_Written task_
Format the lines starting at the one containing "Target: white scania truck" and ending at the last line of the items as a Markdown table. Use two columns, Row and Line, and leave out blank lines.

_Information given_
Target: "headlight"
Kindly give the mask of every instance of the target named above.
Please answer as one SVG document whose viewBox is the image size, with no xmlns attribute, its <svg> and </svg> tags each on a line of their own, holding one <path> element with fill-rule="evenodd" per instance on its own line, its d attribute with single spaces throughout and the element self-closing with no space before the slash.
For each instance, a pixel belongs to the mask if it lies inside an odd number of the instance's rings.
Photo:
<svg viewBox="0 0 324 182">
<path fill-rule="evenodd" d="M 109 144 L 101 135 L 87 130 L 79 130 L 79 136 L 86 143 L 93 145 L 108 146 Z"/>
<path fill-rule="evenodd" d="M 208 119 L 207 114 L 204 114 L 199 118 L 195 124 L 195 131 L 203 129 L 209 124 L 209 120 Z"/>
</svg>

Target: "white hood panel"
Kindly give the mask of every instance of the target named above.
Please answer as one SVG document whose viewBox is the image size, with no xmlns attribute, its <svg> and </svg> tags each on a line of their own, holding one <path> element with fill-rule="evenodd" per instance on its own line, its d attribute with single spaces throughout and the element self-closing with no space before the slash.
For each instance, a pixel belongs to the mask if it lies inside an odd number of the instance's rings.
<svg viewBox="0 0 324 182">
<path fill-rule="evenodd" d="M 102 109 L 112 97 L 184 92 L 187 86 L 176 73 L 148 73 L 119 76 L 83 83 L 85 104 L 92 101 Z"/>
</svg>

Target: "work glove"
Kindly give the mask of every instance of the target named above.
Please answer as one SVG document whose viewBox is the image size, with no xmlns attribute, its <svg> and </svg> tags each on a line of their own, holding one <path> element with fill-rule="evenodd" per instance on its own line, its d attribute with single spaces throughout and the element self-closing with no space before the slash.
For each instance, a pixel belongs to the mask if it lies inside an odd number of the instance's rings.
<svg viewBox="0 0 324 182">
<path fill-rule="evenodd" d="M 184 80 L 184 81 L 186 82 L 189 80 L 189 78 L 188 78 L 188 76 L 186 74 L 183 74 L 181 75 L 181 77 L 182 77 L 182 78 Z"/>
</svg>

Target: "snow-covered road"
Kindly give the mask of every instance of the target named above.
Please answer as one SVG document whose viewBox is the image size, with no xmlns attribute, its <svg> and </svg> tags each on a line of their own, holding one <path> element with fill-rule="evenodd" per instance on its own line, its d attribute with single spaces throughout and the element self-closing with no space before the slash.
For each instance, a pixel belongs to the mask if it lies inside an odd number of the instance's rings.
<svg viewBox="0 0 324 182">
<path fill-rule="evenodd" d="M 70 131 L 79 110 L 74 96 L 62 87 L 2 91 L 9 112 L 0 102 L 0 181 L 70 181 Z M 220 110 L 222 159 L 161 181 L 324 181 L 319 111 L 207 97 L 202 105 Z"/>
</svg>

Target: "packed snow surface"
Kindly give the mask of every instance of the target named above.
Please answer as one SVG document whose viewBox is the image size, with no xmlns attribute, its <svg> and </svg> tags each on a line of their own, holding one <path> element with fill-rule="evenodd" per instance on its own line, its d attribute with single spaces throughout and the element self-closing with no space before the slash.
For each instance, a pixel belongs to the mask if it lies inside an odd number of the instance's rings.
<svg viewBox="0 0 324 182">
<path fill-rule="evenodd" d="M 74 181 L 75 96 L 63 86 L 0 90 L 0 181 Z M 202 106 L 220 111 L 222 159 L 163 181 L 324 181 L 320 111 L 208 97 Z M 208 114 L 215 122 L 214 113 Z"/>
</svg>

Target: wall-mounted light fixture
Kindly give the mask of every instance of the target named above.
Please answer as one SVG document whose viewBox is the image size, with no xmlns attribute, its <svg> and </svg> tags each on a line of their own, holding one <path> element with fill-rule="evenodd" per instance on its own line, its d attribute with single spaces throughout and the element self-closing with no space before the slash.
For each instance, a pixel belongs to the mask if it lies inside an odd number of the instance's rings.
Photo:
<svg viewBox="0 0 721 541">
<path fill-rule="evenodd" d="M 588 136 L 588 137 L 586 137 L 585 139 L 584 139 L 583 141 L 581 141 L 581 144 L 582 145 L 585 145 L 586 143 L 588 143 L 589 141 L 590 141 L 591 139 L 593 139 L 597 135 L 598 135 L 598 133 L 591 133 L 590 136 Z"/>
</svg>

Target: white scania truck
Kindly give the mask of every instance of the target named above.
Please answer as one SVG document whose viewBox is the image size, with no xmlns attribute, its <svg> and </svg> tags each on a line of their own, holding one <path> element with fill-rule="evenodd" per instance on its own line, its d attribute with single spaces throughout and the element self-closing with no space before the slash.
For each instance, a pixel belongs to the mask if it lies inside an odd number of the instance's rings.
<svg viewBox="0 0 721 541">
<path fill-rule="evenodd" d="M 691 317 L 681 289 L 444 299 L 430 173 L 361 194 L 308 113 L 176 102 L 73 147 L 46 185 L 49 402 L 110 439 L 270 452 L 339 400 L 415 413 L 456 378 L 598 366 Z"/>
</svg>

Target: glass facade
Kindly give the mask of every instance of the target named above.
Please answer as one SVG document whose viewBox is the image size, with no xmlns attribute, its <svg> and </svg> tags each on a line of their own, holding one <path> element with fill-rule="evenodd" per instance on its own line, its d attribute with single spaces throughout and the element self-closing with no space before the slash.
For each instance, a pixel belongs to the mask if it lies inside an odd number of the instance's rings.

_Result of the task_
| Row | Line |
|---|---|
| 1 | Target: white scania truck |
| 2 | Kindly give the mask of every instance of the target named above. |
| 3 | Please answer as one SVG document whose viewBox is the image size, with no xmlns attribute, its <svg> and </svg> tags each on a line of their own, holding one <path> element with fill-rule="evenodd" per instance on its own line, its d attribute with single spaces throughout and the element self-closing with no space before the slash. |
| 4 | For each instance, a pixel belongs to the mask if it lies inside an odd number of the instance's rings. |
| 5 | <svg viewBox="0 0 721 541"> |
| 6 | <path fill-rule="evenodd" d="M 691 317 L 681 289 L 444 299 L 430 173 L 361 194 L 308 113 L 176 102 L 73 147 L 46 185 L 49 402 L 110 439 L 270 452 L 339 400 L 415 413 L 456 378 L 598 366 Z"/> |
| 7 | </svg> |
| 8 | Target: glass facade |
| 9 | Kindly give the mask of every instance of the target named above. |
| 10 | Please answer as one SVG document whose viewBox is the image size, with no xmlns attribute, its <svg> and </svg> tags each on a line of their own, holding one <path> element with fill-rule="evenodd" per instance on its own line, its d attribute with single spaces throughout and the element self-closing with no space before the slash. |
| 11 | For each instance, a pixel belongs to the mask if it lies inside an odd number of the instance's rings. |